-- Exercise input follows --

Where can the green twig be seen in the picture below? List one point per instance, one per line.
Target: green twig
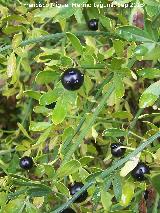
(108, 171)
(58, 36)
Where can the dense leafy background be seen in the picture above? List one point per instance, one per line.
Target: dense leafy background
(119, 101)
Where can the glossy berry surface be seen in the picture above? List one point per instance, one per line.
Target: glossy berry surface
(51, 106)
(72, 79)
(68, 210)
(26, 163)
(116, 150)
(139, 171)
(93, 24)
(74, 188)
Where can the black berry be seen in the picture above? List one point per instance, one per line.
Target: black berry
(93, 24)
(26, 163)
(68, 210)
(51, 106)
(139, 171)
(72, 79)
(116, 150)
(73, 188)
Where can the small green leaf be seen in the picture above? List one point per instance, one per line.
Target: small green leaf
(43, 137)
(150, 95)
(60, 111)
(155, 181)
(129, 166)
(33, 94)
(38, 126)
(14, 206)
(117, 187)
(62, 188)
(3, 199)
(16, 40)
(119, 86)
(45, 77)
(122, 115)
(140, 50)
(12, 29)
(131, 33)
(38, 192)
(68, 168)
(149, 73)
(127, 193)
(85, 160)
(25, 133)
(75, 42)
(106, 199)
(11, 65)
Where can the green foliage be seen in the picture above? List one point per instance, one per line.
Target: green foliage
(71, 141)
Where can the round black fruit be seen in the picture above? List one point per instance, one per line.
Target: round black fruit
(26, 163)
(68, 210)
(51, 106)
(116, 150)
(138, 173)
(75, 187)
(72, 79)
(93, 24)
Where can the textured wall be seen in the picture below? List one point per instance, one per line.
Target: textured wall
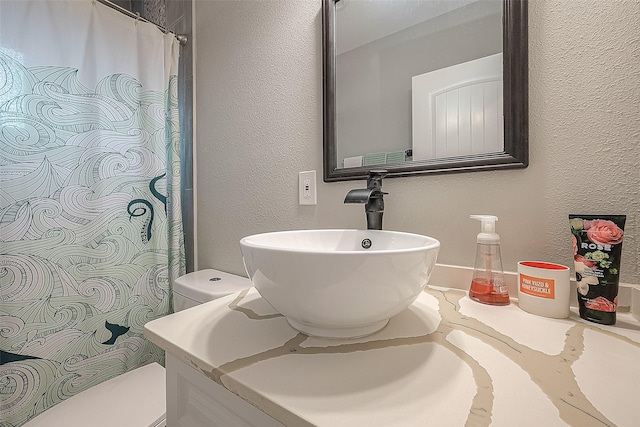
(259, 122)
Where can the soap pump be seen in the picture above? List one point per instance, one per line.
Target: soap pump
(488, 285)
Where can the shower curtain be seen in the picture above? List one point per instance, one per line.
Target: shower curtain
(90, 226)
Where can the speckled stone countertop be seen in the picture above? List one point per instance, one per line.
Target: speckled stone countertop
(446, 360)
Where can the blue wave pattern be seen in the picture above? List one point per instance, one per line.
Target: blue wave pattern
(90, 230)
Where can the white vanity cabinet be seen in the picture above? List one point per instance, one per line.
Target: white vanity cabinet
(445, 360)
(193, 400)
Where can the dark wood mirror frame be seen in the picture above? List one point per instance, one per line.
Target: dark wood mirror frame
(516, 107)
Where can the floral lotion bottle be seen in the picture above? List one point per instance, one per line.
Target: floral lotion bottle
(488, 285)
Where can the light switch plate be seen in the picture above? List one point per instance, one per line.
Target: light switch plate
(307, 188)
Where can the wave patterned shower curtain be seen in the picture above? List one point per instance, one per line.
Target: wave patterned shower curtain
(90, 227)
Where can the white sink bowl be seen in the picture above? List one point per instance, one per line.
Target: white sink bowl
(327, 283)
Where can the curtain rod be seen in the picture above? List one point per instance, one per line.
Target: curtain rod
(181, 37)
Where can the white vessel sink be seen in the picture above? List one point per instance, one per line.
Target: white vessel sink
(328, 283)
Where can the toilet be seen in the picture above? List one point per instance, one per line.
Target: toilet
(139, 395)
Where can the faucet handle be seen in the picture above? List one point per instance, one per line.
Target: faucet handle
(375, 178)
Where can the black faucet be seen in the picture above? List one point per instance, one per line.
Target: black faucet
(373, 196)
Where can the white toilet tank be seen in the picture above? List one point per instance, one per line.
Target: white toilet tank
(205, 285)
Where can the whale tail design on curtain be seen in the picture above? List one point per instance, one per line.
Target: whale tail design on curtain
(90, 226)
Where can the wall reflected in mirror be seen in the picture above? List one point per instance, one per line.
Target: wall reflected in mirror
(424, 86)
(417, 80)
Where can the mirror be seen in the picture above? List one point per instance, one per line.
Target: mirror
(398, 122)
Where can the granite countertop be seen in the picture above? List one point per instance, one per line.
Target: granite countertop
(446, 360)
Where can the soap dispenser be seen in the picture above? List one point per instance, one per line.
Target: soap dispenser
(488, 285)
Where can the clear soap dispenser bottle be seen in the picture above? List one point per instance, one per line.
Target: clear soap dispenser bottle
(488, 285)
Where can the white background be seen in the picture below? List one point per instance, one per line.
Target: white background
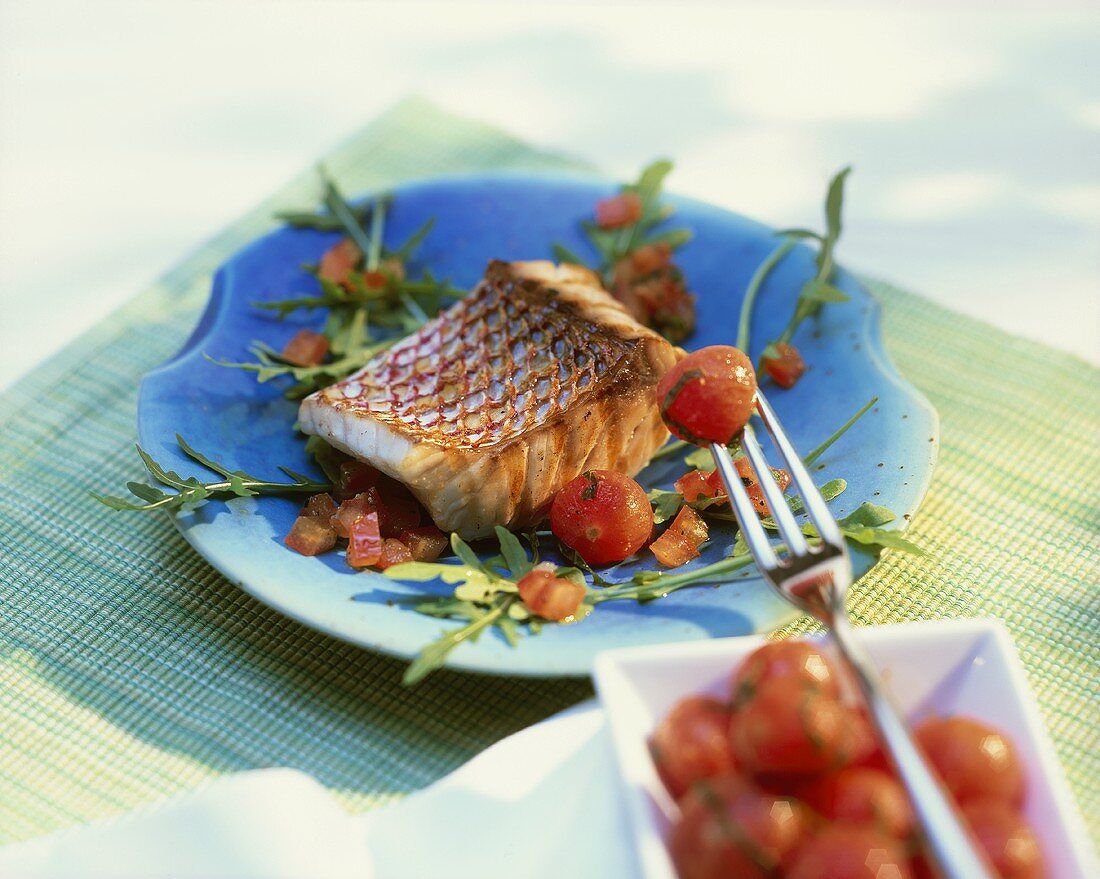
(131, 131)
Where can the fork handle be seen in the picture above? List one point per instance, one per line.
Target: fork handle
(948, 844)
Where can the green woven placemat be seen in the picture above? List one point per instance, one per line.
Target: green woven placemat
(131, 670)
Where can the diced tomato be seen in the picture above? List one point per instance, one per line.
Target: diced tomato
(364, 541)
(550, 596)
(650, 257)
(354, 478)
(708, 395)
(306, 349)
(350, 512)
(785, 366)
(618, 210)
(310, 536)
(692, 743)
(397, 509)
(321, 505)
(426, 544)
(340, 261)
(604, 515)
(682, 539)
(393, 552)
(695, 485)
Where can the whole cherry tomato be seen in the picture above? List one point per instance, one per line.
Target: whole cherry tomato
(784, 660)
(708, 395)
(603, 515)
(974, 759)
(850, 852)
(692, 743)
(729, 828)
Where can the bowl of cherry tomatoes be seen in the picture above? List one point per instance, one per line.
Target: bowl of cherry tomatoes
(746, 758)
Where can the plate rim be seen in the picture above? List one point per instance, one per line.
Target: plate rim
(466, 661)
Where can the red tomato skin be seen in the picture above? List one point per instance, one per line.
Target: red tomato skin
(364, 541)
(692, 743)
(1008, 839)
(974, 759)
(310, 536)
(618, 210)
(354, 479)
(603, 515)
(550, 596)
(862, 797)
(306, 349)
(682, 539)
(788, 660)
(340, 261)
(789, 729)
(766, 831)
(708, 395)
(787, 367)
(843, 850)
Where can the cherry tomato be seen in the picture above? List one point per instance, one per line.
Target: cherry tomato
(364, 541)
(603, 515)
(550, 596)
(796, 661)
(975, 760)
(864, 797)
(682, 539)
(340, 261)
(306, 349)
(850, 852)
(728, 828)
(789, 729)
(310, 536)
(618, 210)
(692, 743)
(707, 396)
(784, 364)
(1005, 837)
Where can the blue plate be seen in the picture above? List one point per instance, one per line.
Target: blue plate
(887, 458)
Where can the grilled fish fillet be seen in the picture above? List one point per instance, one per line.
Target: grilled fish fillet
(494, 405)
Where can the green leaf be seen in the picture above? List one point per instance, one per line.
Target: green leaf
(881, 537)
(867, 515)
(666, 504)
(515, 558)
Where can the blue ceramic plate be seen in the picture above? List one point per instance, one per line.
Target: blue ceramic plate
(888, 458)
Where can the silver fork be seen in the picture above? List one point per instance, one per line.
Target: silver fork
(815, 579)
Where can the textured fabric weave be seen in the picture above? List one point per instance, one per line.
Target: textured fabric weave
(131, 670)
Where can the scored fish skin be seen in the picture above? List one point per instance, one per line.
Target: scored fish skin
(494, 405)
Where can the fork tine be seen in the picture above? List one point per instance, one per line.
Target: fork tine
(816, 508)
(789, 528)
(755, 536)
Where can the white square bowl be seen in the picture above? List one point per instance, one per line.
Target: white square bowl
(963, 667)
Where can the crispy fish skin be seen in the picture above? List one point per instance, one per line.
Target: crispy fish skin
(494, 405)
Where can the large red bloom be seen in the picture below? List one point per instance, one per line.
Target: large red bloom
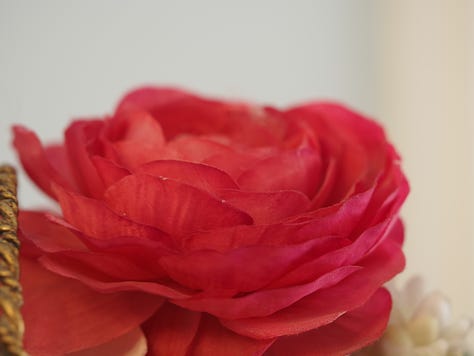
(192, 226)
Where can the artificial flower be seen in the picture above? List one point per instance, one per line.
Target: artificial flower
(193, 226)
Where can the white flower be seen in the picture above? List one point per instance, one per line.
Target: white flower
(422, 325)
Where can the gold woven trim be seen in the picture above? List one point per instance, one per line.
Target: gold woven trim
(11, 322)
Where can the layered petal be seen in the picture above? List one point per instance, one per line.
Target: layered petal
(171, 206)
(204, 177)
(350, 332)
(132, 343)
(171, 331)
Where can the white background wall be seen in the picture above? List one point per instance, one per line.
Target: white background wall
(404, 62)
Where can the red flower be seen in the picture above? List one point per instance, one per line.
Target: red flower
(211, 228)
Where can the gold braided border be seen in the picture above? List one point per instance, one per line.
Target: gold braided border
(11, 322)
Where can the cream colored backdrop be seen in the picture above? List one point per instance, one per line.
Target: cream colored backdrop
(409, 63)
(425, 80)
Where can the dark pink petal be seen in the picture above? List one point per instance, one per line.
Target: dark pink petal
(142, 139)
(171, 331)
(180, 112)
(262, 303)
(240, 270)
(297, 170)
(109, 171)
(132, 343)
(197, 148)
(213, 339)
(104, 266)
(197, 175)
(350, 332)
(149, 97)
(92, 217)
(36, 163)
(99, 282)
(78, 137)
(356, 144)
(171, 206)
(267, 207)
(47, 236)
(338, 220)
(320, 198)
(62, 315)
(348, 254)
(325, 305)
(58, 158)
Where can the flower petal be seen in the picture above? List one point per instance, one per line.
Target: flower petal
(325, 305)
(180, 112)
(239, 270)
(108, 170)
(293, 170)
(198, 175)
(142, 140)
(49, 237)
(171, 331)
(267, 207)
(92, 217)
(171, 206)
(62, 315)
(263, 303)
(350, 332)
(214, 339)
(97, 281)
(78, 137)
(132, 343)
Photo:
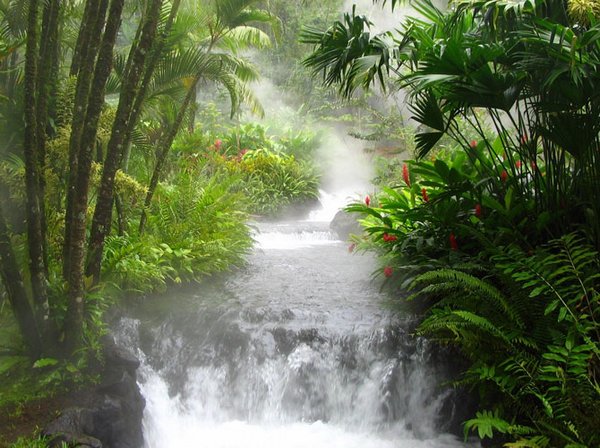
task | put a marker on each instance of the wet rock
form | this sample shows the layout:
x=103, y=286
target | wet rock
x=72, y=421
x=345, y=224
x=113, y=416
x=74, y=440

-- Exercise input concluded --

Brief
Provide every line from the material that contains the word "below".

Your response
Where can the green twig be seen in the picture below? List one point per instance, one per line.
Where can the textured wall be seen in the picture below? List one point per instance, one per line.
Where can the white background be seen in the picture below? List one point per instance, one per line.
Where can the large red bloom be seen in the picture below? List one point per instance, one per line.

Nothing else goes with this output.